**Excerpt to read**
============

JUDGING FACTS IN MOTION PROCEEDINGS
[20] I have already mentioned that the issues in this
case are primarily legal and based on common cause facts but that is
not how
the court below approached the case. Instead it applied a
novel approach to motion proceedings which, if left undisturbed, may
serve as a dangerous precedent.
[21] Benevolently interpreted it would appear that the
court, in the context of a striking out application brought by the
NDPP,
sought to determine whether the NDPP was influenced by the
executive in deciding to prosecute.
9
[22] The rule of court in question states that a court
may strike out allegations from an affidavit that are ‘scandalous,
vexatious
or irrelevant’ provided the objecting party will be
prejudiced if the allegations are not struck out (Uniform Rule r
6(15)).
At this juncture it suffices to deal with the objection to
allegations that are said to be irrelevant. The passages in Mr Zuma’s

affidavit to which the NDPP objected dealt in the main with his
allegations concerning a political conspiracy to prosecute him.
[23] The test for irrelevance is whether the allegations
do not apply to the matter in hand or do not contribute one way or
another
to a decision of that matter.
10
Inadmissible evidence is by its very nature irrelevant.
11
Mr Zuma said that he introduced the allegations to show that the
decision not to ask for his representations was deliberate and

politically motivated. Whether the failure to provide him with a
hearing was deliberate or politically motivated has nothing to
do
with his causes of action. He was, as a matter of law, either
entitled to a hearing or he was not. If he was entitled to one,
the
reason for the failure to afford him one is completely immaterial.

============

**What you need to do**
According to the excerpt on motion proceedings, what is the test for irrelevance? Answer from the excerpt on motion proceedings alone.

**Provided records**
============

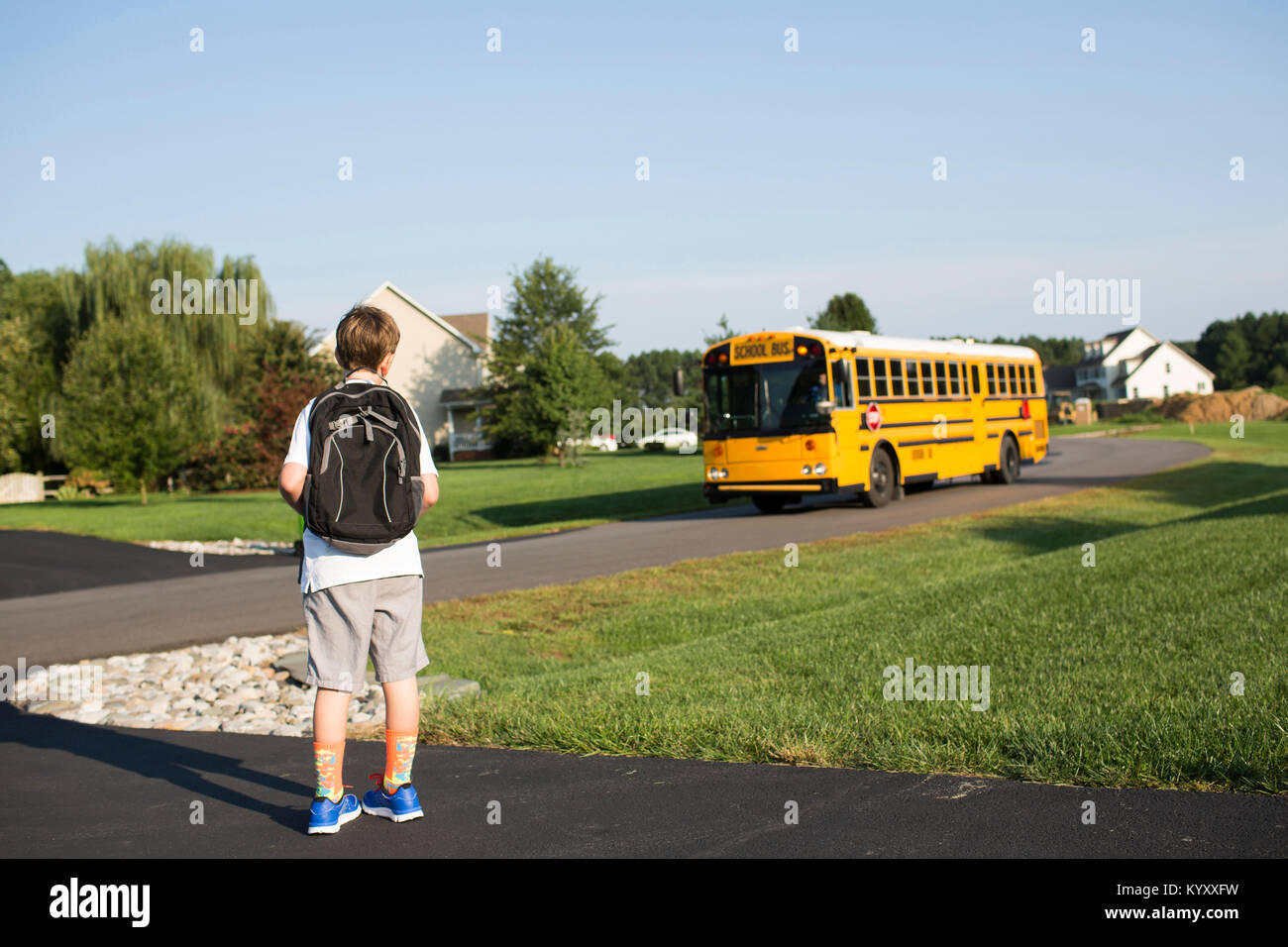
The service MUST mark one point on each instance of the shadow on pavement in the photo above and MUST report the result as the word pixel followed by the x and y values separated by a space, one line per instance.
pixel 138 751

============

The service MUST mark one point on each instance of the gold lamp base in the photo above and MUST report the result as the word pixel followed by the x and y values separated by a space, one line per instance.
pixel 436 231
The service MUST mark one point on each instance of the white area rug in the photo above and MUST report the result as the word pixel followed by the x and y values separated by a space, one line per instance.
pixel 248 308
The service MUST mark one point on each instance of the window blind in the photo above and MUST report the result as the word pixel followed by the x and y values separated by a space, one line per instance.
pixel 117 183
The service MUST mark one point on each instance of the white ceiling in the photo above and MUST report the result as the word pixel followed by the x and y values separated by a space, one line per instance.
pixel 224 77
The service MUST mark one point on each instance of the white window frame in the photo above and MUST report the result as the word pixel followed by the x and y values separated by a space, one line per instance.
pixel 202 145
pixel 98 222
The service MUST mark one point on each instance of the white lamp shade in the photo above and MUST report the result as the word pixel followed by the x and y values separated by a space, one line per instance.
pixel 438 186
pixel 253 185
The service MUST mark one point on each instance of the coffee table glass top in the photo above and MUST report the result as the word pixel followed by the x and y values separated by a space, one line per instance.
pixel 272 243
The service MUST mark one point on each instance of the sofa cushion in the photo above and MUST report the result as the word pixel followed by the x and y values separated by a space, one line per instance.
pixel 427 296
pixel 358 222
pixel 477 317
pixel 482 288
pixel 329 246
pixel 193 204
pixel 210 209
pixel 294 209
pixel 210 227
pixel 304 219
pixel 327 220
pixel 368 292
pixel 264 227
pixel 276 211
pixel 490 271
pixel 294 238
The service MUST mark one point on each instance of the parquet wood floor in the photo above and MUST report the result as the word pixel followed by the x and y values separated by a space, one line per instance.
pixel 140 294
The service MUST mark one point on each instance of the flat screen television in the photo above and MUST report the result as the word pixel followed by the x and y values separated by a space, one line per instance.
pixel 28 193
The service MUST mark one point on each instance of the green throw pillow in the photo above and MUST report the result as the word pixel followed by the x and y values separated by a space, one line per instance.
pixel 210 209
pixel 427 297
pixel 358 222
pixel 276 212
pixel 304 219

============

**Correct response**
Whether the allegations do not apply to the matter in hand or do not contribute one way or another to a decision of that matter.